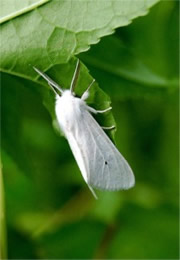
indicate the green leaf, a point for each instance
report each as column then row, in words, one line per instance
column 3, row 238
column 11, row 9
column 55, row 31
column 139, row 66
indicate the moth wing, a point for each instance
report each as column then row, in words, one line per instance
column 101, row 164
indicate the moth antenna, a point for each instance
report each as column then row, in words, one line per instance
column 75, row 76
column 84, row 95
column 51, row 82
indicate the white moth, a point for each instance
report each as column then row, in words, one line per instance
column 101, row 164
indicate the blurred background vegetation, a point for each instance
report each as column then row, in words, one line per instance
column 50, row 212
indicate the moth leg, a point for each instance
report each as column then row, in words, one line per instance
column 98, row 111
column 108, row 127
column 93, row 192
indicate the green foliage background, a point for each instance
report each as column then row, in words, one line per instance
column 49, row 210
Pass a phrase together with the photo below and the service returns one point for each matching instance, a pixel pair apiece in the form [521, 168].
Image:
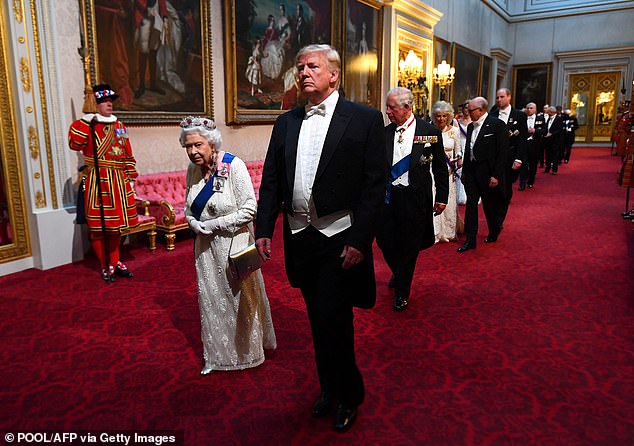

• • • • • • •

TASK: Transcribe the opening line of the listing above, please, and every line after it through the line with "indicate the moth leg, a", word for word, without pictures.

SOLUTION TO THE PROBLEM:
indicate the green leaf, a point for each instance
report each as column then row, in words, one line per instance
column 3, row 238
column 11, row 9
column 55, row 31
column 139, row 66
indicate the moth wing, a point for each instance
report each as column then row, in words, one line per instance
column 101, row 164
indicate the moth antenna, a point for each instance
report each as column then row, in words, one line per instance
column 75, row 76
column 84, row 95
column 51, row 82
indicate the white moth, a point for each instance
report each as column then row, in words, one line per instance
column 101, row 164
indicate the blurred background vegetation, a point for each instance
report each as column then row, in words, one line per instance
column 50, row 212
indicate the moth leg, a point for each instance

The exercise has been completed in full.